● GIVEN INSTRUCTION
Select and copy each line of the listing below that contains the word "inscription", treating uppercase and lowercase letters as distinct.
=======
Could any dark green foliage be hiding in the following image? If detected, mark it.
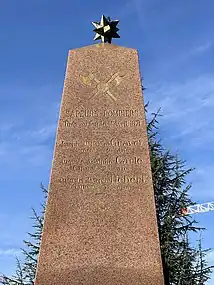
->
[146,106,211,285]
[0,106,212,285]
[0,184,48,285]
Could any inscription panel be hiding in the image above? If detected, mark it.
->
[35,44,164,285]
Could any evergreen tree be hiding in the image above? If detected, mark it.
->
[0,106,211,285]
[0,184,48,285]
[146,104,211,285]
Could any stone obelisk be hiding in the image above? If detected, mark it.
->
[35,16,164,285]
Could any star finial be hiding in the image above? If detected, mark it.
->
[92,15,120,44]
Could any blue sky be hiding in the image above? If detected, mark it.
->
[0,0,214,285]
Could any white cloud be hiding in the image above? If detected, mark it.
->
[145,74,214,147]
[0,248,21,256]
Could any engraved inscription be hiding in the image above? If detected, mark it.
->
=======
● WRITTEN SOLUTION
Could any inscription panel be hiding in the image above? If detected, mark it.
Could any engraved inscription be hiding in the image above? If detected, mark it.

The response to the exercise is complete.